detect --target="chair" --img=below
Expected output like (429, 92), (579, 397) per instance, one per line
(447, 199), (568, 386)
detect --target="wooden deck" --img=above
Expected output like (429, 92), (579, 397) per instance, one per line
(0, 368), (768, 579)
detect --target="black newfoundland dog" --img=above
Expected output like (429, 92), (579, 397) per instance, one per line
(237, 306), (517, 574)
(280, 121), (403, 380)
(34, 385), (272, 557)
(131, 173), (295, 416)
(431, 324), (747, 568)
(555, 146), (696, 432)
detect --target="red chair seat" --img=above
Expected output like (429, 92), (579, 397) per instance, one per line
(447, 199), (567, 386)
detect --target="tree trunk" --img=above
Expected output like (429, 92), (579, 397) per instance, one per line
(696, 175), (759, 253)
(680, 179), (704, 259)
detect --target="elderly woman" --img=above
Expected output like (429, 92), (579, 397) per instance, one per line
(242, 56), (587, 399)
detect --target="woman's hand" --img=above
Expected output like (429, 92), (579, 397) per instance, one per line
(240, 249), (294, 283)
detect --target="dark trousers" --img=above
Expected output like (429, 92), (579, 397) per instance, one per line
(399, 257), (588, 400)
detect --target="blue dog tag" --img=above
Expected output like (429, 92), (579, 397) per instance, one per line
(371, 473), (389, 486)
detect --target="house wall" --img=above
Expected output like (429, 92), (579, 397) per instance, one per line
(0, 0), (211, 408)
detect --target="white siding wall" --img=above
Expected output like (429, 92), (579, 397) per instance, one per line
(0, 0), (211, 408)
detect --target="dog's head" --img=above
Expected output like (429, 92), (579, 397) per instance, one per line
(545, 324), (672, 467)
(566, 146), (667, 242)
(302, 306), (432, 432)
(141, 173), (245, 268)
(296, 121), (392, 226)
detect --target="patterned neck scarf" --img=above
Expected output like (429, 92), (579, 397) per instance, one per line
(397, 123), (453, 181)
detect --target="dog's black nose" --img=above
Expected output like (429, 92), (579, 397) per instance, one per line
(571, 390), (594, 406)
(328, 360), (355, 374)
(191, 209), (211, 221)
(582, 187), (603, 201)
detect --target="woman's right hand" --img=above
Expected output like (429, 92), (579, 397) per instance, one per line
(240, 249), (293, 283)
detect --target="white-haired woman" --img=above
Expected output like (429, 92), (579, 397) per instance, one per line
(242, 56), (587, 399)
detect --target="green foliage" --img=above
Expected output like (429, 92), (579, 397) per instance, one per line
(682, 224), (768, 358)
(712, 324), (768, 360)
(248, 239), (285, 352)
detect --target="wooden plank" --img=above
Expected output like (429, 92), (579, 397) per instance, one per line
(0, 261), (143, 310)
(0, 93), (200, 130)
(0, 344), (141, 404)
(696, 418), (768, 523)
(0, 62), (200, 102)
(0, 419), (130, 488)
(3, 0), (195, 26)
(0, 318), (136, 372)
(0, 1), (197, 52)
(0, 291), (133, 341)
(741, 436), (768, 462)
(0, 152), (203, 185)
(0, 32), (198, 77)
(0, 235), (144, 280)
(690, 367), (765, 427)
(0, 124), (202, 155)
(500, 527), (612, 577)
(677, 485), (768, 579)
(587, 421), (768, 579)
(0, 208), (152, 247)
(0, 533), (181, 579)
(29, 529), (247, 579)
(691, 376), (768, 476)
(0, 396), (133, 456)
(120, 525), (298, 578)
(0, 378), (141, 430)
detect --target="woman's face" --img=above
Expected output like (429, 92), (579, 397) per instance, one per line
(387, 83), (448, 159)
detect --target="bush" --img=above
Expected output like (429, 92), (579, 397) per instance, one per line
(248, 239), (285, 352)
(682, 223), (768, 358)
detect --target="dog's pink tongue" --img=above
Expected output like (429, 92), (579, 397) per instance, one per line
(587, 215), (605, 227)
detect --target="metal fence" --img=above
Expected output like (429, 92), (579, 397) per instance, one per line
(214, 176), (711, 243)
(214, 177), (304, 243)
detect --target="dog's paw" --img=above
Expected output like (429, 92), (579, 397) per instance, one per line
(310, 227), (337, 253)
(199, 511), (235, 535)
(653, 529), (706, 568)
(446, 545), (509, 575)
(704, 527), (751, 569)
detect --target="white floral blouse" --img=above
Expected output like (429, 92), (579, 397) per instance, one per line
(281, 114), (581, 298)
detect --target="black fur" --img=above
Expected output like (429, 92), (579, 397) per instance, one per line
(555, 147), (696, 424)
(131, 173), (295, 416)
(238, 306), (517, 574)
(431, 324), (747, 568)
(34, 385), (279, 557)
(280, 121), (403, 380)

********

The problem
Reproduce all of the material above, substituting "Sample output format" for every instance of "Expected output like" and leaving everything else untouched.

Completed task
detect --target="chair" --img=below
Sample output format (429, 92), (579, 397) per instance, one per line
(447, 199), (568, 386)
detect --target="wooden deck" --img=above
Sample output format (429, 92), (579, 397) per instance, one per line
(0, 368), (768, 579)
detect --target="black newfoundland dog" --img=above
Sample output format (429, 92), (579, 397) per instance, one per line
(237, 306), (517, 574)
(280, 121), (403, 380)
(34, 385), (272, 557)
(131, 173), (295, 416)
(431, 324), (747, 568)
(555, 146), (696, 432)
detect --target="red chair seat" --img=above
Sample output format (429, 92), (579, 397) per instance, one per line
(447, 199), (567, 386)
detect --target="tree trunk" --img=above
Sample output format (429, 92), (579, 397) per instance, one per line
(696, 175), (759, 253)
(680, 179), (704, 259)
detect --target="elderly woman" --img=above
Sample output format (429, 92), (579, 397) per instance, one per line
(242, 56), (587, 399)
detect --target="woman's hand" --img=above
Sample output format (429, 92), (579, 397) per instance, one per line
(240, 249), (294, 283)
detect --target="dark trousers" --img=above
Sample output format (429, 92), (579, 397) per instance, one per line
(399, 257), (588, 400)
detect --target="blue dog tag" --img=above
Sample output format (429, 92), (579, 397) per instance, one per line
(371, 473), (389, 486)
detect --target="house wall" --img=above
Sample output format (429, 92), (579, 397) per instance, one per line
(0, 0), (211, 408)
detect --target="white siding wall" --img=above
Sample output format (429, 92), (579, 397) per instance, one per line
(0, 0), (211, 408)
detect --target="dog's head" --img=above
Sample output format (429, 92), (579, 397) per instance, one per line
(545, 324), (672, 467)
(566, 146), (667, 242)
(302, 306), (432, 432)
(141, 173), (245, 268)
(296, 121), (392, 226)
detect --target="patterned neck scarf" --img=above
Sample output format (429, 92), (579, 397) per instance, one per line
(397, 123), (453, 181)
detect --target="dog's black nose" --img=above
Sample output format (429, 92), (579, 397) per instance, one per line
(571, 390), (594, 406)
(328, 360), (355, 374)
(191, 209), (211, 221)
(582, 187), (603, 201)
detect --target="woman's right hand" --img=above
Sample output format (429, 92), (579, 397) per instance, one per line
(240, 249), (293, 283)
detect --target="white-haired woman" --img=above
Sample output format (429, 92), (579, 397) per instance, one per line
(242, 56), (587, 399)
detect --target="green foliage" --img=above
Sample output format (429, 92), (579, 397) per instance, one per line
(682, 224), (768, 358)
(712, 324), (768, 360)
(248, 239), (285, 352)
detect --target="wooden plank" --img=above
Sample output format (429, 92), (579, 397) per instance, one per line
(0, 261), (143, 310)
(0, 93), (200, 130)
(0, 344), (141, 404)
(696, 418), (768, 523)
(0, 62), (200, 102)
(0, 419), (130, 488)
(3, 0), (195, 26)
(0, 318), (136, 372)
(0, 1), (197, 52)
(0, 291), (133, 341)
(741, 436), (768, 462)
(0, 152), (203, 185)
(0, 32), (198, 77)
(0, 235), (144, 280)
(690, 367), (765, 427)
(0, 124), (202, 155)
(500, 527), (612, 577)
(677, 485), (768, 579)
(587, 421), (768, 579)
(0, 208), (152, 247)
(0, 533), (181, 579)
(29, 529), (247, 579)
(691, 376), (768, 476)
(0, 396), (133, 456)
(120, 525), (298, 578)
(0, 378), (141, 430)
detect --target="woman's face" --img=above
Sample output format (429, 92), (579, 397) per instance, one per line
(387, 83), (448, 159)
detect --target="bush" --img=above
Sample output format (429, 92), (579, 397) per instance, one per line
(248, 239), (285, 352)
(682, 223), (768, 358)
detect --target="dog's pink tongue" --img=above
Sample output format (429, 92), (579, 397) per instance, one per line
(587, 215), (605, 227)
detect --target="metal fence" --img=above
Sample output format (429, 92), (579, 397) per instance, one per line
(214, 176), (711, 243)
(214, 177), (304, 243)
detect --target="dog's paw" --img=above
Sample output format (429, 92), (579, 397) per instance, one per line
(310, 227), (337, 253)
(199, 511), (235, 535)
(653, 529), (706, 568)
(446, 545), (509, 575)
(704, 527), (751, 569)
detect --target="white floral blouse" --img=above
Sample output format (429, 92), (579, 397) per instance, one per line
(281, 114), (581, 298)
detect --target="black fur" --img=above
Sample output format (429, 92), (579, 397) per instance, one per line
(555, 147), (696, 424)
(131, 173), (295, 416)
(238, 306), (517, 574)
(431, 324), (747, 568)
(34, 385), (279, 557)
(280, 121), (403, 380)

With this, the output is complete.